* Extrait du texte *
La pratique journalière du Karate le dispensa toute sa vie d'avoir recours aux médecins.
A propos de médecine, une anecdote raconte que la naissance du Sensei est inscrite en 1870 dans les registres officiels.
Le Sensei avoue dans sa biographie avoir falsifié
les registres pour obtenir l'autorisation de se présenter au concours d'entrée
de l'école de médecine de Tôkyô. Malheureusement, à cette époque, deux courants
s'opposaient à chaque nouvelle réforme, le Ganko-tô
et le Kaika-tô.
La famille du Sensei, attachée depuis plusieurs générations à la petite
noblesse sur Okinawa soutenait le Ganko-tô, le parti
des "obstinés". Ce parti refusait l'élimination du chignon, coiffure
masculine ancienne, symbole de virilité et de maturité. L'école de médecine
refusait d'intégrer les élèves qui continuaient à suivre les moeurs anciennes,
le destin du Sensei fut ainsi scellé. Mettant fin
à ses ambitions médicales, il décida de passer les examens de maître d'école
et devint dès l'âge de 21 ans assistant dans une école primaire. Il enseignait
donc le jour et s'entraînait la nuit chez Asato.
A cette époque, le gouvernement avait proscrit la pratique du Karate et les entraînements devaient avoir lieu en secret.
Sensei Funakoshi fit
ensuite la connaissance de Maître Itosu,
un aristocrate d'Okinawa et ami d'Asato.
Gichin
Funakoshi apprenait parfois sous leur double
tutelle les aspects spirituels et techniques du Karate.
En 1902 il fit une démonstration devant les responsables de la province de
Kagoshima. En 1912, le Shôbukai d'Okinawa le choisit
pour effectuer une démonstration à la marine Japonaise. Il fut remarqué par
l'amiral de la flotte impériale. Sensei alla au
Japon pour la première fois en 1917 pour faire une démonstration au Butokuden de Kyoto. Il y retourne cinq ans plus tard pour
une deuxième démonstration devant le ministre de l'Education Nationale Japonaise.
Jigoro Kano le fondateur du Judo,
l'invite à Tokyo pour présenter son art au Kodokan.
Le succès fut immédiat et les demandes de cours affluaient. Sensei
décide de rester dans cette ville pour enseigner l'Okinawa-te. Il ne retourna
jamais à Okinawa. A cette époque, en 1921 le maître Choku
Motobu, également ancien élève de Itosu,
enseignant déjà cet art au Japon. Funakoshi
enseigna d'abord au Meisojuku, une pension pour
étudiants dans un dojo de 40m2. Plus tard il partagea le dojo de Hakudo
Nakayama, un maître de Kendo. En 1935, Sensei ouvrit son propre dojo (le Shotokan)
dans le quartier de Meijiro. En 1936, Sensei avait ouvert plus de trente dojos dans les universités
et dans les entreprises. C'est à cette époque que les katas furent révisés
dans la forme.

* Mise en pratique *
A: Recopiez sans rien changer le passage du texte sur Gichin Funakoshi qui commence par « A propos de » et va jusqu'à « et le Kaika-tô. ».
B: Répondez aux questions suivantes à l'aide du texte sur Gichin Funakoshi.
(i) En quelle année la naissance du Sensei est-elle inscrite dans les registres officiels ?
(ii) Dans quelle ville le Sensei fit-il sa démonstration de 1917 ?
(iii) Quel nom porte le dojo que le Sensei ouvrit en 1935 ?
C: Rédigez la suite du texte sur Gichin Funakoshi à partir de sa dernière phrase.

* Bloc de données *
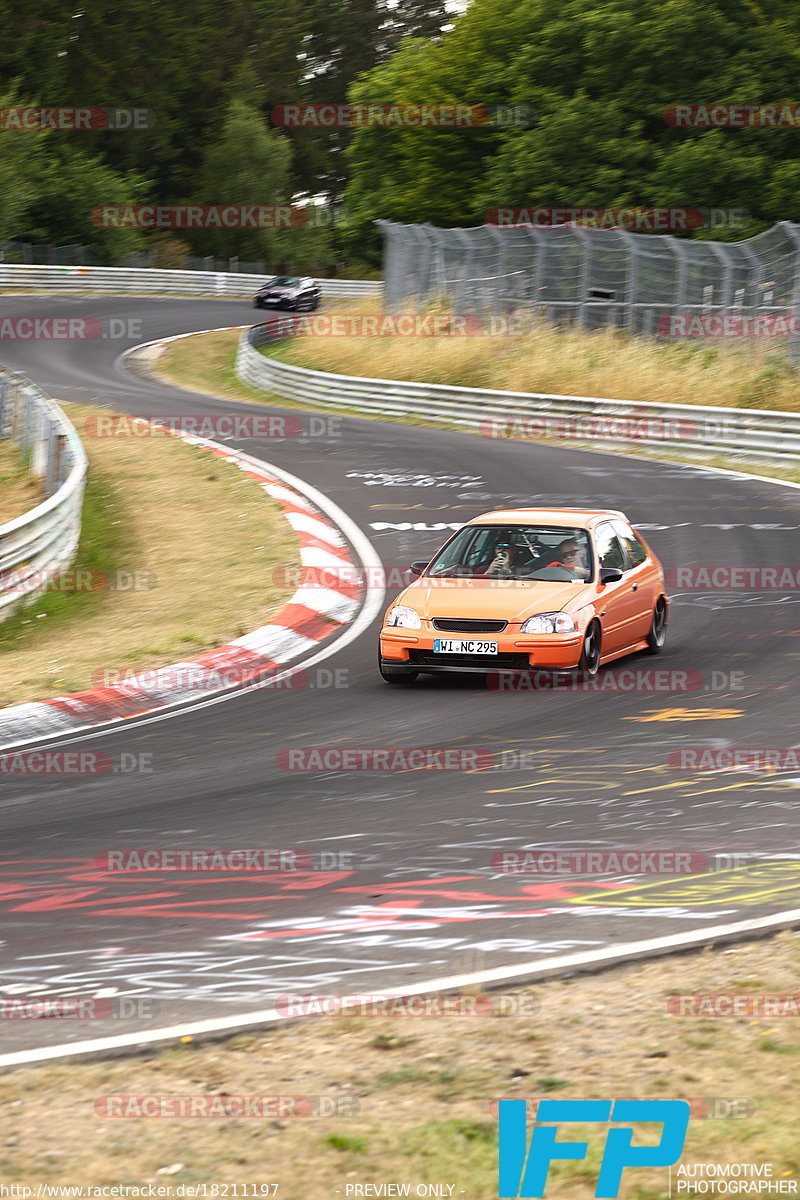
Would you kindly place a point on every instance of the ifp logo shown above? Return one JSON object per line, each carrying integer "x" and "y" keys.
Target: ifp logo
{"x": 523, "y": 1169}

* Réponses dans l'ordre *
A:
A propos de médecine, une anecdote raconte que la naissance du Sensei est inscrite en 1870 dans les registres officiels.
Le Sensei avoue dans sa biographie avoir falsifié
les registres pour obtenir l'autorisation de se présenter au concours d'entrée
de l'école de médecine de Tôkyô. Malheureusement, à cette époque, deux courants
s'opposaient à chaque nouvelle réforme, le Ganko-tô
et le Kaika-tô.

B:
(i) En 1870.
(ii) À Kyoto, au Butokuden.
(iii) Le Shotokan.

C:
C'est vers 1930 que Funakoshi commencera à utiliser l'idéogramme "Kara"
signifiant vide, aux dépends de celui, de prononciation identique "To"
désignant la Chine. La raison évidente en était la montée du nationalisme
au Japon, mais, pour se justifier, il invoquera un des enseignements du bouddhisme
Zen : "Shiki soku ze ku,
Ku soku ze
shiki" que l'on peut traduire par l'apparent
est accès au vide, le vide permet d'accéder à d'autres états (de la conscience).
Il lui ajoutera le suffixe "DO" pour suivre la même évolution
que les autres Budo qui étaient passés du Jutsu
au Do. Ainsi naquit le Karaté-do, "la voie
de la main vide", qui remplace le To-de, "la
main de chine".
Dans le contexte du conflit sino-japonais, engagé à partir de 1936, Funakoshi
dut se résoudre également à modifier en japonais de nombreux
noms de kata d'origine chinoise. C'est ainsi que les Pinan devinrent Heian.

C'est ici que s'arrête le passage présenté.